## EXERCISE DESCRIPTION
Extract the lines word for word, from the first line of the extracted data entries through the line that contains "[61,350,89,356]", with both of those lines included.

[Extracted data entries]
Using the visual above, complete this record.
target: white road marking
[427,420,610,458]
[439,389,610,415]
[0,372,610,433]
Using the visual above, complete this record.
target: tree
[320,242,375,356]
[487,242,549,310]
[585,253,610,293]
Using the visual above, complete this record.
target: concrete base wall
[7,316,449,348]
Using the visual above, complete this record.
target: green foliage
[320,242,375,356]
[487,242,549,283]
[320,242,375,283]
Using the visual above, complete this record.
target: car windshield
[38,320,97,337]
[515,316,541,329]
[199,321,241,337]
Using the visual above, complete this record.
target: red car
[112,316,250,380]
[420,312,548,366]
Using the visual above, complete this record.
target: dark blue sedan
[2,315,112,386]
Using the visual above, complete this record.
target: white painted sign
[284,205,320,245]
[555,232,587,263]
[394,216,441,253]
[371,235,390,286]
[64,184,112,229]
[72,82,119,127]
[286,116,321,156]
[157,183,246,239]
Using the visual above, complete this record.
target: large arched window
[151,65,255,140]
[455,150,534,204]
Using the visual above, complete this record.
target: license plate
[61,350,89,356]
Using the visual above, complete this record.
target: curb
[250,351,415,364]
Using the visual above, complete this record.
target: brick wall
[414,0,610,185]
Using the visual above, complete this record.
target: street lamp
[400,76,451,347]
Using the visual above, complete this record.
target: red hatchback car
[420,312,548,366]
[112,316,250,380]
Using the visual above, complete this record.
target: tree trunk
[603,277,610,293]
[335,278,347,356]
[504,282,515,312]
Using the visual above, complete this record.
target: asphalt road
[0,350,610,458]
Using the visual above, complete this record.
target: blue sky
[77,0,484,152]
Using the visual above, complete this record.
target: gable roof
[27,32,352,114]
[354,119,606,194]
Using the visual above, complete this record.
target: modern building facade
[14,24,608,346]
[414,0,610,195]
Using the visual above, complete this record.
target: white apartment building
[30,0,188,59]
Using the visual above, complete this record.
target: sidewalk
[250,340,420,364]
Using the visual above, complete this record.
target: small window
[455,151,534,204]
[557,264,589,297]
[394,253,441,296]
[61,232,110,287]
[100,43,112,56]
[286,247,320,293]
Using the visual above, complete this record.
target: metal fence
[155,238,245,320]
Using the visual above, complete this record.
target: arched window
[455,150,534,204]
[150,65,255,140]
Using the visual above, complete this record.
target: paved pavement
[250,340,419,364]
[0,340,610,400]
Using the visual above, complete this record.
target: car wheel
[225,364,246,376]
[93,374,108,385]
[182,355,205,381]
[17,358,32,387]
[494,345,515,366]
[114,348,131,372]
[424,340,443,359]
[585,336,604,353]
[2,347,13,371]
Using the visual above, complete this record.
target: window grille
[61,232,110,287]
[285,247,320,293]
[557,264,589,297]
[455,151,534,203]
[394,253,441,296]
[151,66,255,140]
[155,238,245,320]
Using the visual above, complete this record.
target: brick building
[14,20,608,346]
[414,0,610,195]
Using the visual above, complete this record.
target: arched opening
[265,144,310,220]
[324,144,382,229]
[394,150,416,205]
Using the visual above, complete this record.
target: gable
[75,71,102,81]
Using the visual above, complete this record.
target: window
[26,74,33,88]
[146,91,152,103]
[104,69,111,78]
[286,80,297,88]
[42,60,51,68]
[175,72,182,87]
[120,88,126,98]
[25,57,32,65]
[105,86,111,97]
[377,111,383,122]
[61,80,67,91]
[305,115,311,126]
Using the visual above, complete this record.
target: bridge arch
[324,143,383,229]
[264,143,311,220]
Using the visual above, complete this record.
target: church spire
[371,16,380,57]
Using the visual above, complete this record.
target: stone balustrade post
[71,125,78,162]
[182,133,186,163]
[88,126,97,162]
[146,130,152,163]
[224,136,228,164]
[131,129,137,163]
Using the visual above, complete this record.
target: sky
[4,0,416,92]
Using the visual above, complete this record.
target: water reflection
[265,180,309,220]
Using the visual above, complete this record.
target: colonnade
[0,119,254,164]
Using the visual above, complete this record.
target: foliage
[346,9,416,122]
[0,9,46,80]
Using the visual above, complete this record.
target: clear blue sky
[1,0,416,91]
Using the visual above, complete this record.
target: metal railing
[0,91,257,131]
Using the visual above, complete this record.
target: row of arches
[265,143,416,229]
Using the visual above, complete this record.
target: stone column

## COMPLETE RESPONSE
Using the visual above, complete this record.
target: white road marking
[427,420,610,458]
[439,389,610,415]
[0,372,610,433]
Using the visual above, complete this record.
target: tree
[320,242,375,356]
[487,242,549,310]
[585,253,610,293]
Using the visual above, complete this record.
target: concrete base wall
[7,316,449,348]
Using the visual above, complete this record.
target: green foliage
[320,242,375,356]
[487,242,549,283]
[320,242,375,283]
Using the visual above, complete this record.
target: car windshield
[38,320,97,337]
[515,316,541,329]
[199,321,241,337]
Using the visual above, complete this record.
target: red car
[112,316,250,380]
[420,312,548,366]
Using the visual above, complete this record.
target: dark blue sedan
[2,315,112,386]
Using the visual above, complete this record.
target: white painted sign
[284,205,320,245]
[555,232,587,263]
[394,216,441,253]
[371,235,390,286]
[64,184,112,229]
[72,82,119,127]
[286,116,321,156]
[157,183,246,239]
Using the visual above, complete this record.
target: large arched window
[151,65,255,140]
[455,150,534,204]
Using the visual above, complete this record.
target: license plate
[61,350,89,356]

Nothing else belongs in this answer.